WHAT IS NEEDED: Scan the records for lines holding "ceiling". Say how many there are and give nothing else.

== RECORDS TO PROCESS ==

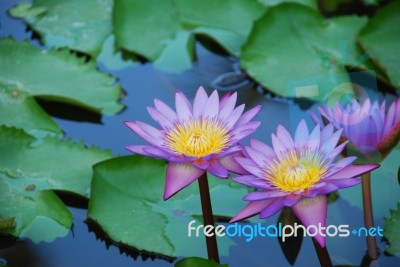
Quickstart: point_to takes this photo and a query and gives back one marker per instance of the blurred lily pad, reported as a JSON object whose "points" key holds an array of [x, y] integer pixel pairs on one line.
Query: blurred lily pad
{"points": [[391, 231], [126, 201], [78, 25], [295, 60], [381, 39], [198, 262], [56, 75]]}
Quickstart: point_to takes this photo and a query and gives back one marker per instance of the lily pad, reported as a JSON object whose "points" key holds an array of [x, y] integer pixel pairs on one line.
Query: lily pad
{"points": [[391, 231], [381, 39], [56, 75], [50, 162], [198, 262], [163, 31], [126, 201], [78, 25], [37, 214], [297, 61], [20, 111]]}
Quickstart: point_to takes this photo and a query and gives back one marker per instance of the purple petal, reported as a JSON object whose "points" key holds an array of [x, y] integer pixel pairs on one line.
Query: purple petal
{"points": [[231, 165], [353, 171], [228, 107], [163, 121], [178, 177], [283, 134], [312, 211], [251, 209], [217, 169], [199, 102], [272, 208], [247, 116], [165, 110], [183, 108], [211, 108]]}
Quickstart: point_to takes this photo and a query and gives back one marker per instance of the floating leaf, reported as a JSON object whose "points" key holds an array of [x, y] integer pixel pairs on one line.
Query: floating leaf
{"points": [[297, 61], [381, 38], [78, 25], [162, 31], [126, 201], [198, 262], [391, 231], [38, 214], [18, 110], [54, 163], [56, 75]]}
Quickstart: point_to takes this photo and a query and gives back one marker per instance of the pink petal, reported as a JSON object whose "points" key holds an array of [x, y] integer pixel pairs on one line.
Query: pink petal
{"points": [[248, 116], [231, 165], [199, 102], [251, 209], [165, 110], [178, 177], [217, 169], [183, 108], [211, 108], [312, 211], [353, 171]]}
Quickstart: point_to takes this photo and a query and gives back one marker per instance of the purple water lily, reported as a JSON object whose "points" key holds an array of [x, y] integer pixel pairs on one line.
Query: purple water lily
{"points": [[195, 139], [368, 127], [297, 173]]}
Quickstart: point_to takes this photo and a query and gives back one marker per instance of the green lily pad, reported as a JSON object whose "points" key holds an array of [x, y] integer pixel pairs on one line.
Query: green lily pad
{"points": [[163, 31], [381, 39], [391, 231], [297, 61], [18, 110], [78, 25], [126, 201], [383, 184], [37, 214], [198, 262], [57, 75], [51, 163]]}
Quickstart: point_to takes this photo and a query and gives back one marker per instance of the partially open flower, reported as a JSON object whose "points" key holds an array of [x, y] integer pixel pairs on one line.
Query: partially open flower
{"points": [[297, 173], [370, 128], [195, 139]]}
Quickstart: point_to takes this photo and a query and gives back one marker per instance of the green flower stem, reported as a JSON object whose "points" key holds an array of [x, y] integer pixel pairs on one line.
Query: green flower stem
{"points": [[208, 217], [323, 254], [368, 214]]}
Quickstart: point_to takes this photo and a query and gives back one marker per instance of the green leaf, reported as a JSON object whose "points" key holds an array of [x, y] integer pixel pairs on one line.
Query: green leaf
{"points": [[198, 262], [163, 31], [54, 163], [295, 60], [126, 201], [79, 25], [57, 75], [383, 183], [38, 214], [381, 39], [391, 231], [17, 110]]}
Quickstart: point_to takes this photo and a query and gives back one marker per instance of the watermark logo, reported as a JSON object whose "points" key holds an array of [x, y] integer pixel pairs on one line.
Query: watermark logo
{"points": [[251, 231]]}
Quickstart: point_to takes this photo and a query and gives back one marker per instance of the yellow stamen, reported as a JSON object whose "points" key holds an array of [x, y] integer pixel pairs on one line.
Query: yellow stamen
{"points": [[198, 138], [297, 171]]}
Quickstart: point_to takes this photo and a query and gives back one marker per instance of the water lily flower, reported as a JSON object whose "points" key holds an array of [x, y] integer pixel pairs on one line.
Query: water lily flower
{"points": [[369, 127], [196, 138], [297, 173]]}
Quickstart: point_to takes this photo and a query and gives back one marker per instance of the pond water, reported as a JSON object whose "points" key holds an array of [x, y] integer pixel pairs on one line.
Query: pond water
{"points": [[142, 83]]}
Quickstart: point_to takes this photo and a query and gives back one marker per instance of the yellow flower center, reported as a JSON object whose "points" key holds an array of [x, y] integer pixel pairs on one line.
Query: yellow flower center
{"points": [[198, 138], [297, 171]]}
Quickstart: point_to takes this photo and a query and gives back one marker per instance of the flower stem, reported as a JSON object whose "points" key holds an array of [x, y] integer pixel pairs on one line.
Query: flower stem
{"points": [[368, 215], [208, 217], [323, 254]]}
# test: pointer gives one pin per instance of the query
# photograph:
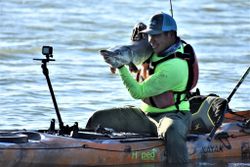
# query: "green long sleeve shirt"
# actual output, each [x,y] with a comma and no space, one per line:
[169,75]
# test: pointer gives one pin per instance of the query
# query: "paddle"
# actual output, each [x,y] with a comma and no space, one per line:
[211,135]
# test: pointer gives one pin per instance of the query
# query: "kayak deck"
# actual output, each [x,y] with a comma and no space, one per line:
[86,148]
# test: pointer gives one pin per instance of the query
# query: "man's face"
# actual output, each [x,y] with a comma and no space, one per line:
[160,42]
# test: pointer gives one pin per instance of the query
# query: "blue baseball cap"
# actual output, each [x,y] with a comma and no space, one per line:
[159,23]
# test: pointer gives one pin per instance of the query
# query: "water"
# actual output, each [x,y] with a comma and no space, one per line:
[217,29]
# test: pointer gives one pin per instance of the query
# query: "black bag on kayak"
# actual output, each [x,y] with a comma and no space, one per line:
[207,112]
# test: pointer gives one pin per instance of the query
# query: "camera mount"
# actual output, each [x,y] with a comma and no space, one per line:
[48,52]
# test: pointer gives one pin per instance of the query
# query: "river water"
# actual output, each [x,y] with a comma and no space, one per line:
[219,30]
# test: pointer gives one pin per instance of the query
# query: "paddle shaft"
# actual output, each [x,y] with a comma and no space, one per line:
[238,85]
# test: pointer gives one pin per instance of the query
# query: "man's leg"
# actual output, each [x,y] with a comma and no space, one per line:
[173,128]
[124,119]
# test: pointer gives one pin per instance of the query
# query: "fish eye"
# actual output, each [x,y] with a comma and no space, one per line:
[119,52]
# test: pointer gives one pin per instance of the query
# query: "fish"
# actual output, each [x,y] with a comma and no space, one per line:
[133,54]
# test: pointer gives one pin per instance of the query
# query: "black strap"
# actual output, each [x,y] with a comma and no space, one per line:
[188,55]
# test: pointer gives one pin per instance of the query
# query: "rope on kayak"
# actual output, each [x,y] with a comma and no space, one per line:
[125,149]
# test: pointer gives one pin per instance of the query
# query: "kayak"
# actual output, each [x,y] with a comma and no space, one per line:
[88,148]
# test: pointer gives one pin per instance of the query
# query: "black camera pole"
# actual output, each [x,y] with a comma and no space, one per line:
[46,74]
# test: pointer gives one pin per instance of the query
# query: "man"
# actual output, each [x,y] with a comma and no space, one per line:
[165,109]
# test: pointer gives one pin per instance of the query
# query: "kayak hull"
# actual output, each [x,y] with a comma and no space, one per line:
[232,139]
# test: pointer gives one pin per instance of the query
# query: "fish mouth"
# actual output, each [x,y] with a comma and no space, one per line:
[105,52]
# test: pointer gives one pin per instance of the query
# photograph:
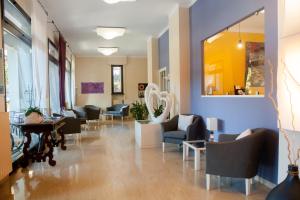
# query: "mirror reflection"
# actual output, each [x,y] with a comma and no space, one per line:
[234,59]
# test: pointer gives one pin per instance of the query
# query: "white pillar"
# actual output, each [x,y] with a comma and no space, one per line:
[152,60]
[179,55]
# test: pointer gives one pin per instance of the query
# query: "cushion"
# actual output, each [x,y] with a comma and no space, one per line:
[123,107]
[184,121]
[69,113]
[80,112]
[244,134]
[175,134]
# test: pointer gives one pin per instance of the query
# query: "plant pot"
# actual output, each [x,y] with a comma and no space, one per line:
[34,118]
[289,189]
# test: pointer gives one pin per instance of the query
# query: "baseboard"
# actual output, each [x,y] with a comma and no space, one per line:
[4,179]
[265,182]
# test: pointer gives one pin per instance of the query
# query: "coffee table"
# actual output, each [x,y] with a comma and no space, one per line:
[197,146]
[105,115]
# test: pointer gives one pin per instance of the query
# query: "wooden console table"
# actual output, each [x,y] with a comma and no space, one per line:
[44,129]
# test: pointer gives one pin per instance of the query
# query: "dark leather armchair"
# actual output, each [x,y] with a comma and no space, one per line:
[92,112]
[118,110]
[235,158]
[72,125]
[171,134]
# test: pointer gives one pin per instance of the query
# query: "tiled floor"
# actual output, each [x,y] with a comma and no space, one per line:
[106,164]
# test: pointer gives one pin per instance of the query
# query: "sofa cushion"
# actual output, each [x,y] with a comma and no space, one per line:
[175,134]
[113,112]
[69,113]
[184,121]
[244,134]
[80,112]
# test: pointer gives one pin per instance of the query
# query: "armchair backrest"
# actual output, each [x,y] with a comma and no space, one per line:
[196,131]
[92,112]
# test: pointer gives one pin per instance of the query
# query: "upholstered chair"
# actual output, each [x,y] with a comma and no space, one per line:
[171,134]
[235,158]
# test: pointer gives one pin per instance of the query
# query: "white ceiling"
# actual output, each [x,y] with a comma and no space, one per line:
[253,24]
[77,20]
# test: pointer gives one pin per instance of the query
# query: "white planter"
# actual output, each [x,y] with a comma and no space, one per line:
[147,135]
[34,118]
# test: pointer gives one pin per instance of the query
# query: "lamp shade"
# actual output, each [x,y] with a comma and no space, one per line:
[212,124]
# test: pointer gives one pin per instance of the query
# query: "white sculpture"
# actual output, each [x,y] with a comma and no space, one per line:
[154,97]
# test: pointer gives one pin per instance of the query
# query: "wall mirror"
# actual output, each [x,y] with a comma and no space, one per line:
[234,58]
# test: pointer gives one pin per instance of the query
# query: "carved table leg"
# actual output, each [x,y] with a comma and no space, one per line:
[26,158]
[49,154]
[62,140]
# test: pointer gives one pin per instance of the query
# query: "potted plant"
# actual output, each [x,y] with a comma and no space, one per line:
[139,111]
[33,115]
[158,110]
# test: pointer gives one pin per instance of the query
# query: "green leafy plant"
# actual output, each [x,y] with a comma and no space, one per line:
[158,111]
[32,110]
[139,110]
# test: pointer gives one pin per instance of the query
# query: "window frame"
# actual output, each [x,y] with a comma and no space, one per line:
[70,83]
[55,61]
[202,63]
[112,80]
[9,26]
[12,28]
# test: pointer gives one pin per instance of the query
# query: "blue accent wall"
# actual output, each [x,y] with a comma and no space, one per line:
[163,48]
[208,17]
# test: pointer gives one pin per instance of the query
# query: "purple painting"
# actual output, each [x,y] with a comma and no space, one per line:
[92,88]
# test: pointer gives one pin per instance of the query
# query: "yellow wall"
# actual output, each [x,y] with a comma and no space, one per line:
[226,62]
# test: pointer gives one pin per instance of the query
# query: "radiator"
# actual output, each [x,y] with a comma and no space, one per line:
[5,146]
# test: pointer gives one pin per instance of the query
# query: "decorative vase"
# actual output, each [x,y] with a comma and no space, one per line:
[289,189]
[34,118]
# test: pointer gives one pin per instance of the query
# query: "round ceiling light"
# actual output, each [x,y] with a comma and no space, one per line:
[107,51]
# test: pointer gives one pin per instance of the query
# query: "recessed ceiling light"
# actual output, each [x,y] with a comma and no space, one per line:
[107,51]
[116,1]
[109,33]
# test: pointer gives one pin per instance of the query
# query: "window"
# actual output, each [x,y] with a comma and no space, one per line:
[16,18]
[234,59]
[18,59]
[54,78]
[117,79]
[68,84]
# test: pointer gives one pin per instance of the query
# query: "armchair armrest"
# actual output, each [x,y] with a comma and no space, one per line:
[57,115]
[111,108]
[125,111]
[238,159]
[170,125]
[227,137]
[197,130]
[193,130]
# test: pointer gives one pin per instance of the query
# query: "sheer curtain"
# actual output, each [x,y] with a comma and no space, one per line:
[40,55]
[54,87]
[19,73]
[73,82]
[68,77]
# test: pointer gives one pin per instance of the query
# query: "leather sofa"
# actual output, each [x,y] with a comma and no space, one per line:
[118,110]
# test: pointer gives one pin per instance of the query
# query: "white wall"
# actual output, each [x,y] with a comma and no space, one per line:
[98,69]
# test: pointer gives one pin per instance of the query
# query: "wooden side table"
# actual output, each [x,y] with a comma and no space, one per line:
[44,129]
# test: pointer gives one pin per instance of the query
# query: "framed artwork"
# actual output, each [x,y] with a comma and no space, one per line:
[141,89]
[255,62]
[117,79]
[92,87]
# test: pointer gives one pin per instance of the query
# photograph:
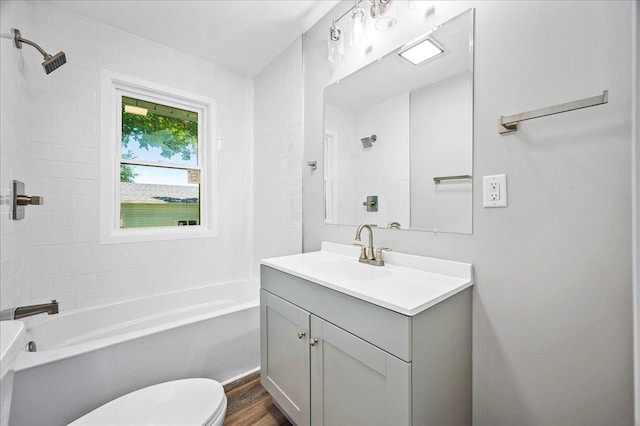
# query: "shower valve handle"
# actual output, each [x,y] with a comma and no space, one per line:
[25,200]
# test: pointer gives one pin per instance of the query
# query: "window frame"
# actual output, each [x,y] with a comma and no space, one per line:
[113,87]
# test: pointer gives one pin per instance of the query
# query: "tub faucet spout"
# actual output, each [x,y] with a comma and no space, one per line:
[26,311]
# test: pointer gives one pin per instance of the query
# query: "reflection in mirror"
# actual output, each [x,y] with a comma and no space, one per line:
[396,124]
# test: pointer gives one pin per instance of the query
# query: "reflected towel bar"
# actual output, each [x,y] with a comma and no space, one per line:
[438,179]
[510,123]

===

SOLUTION TO THIS EXERCISE: 3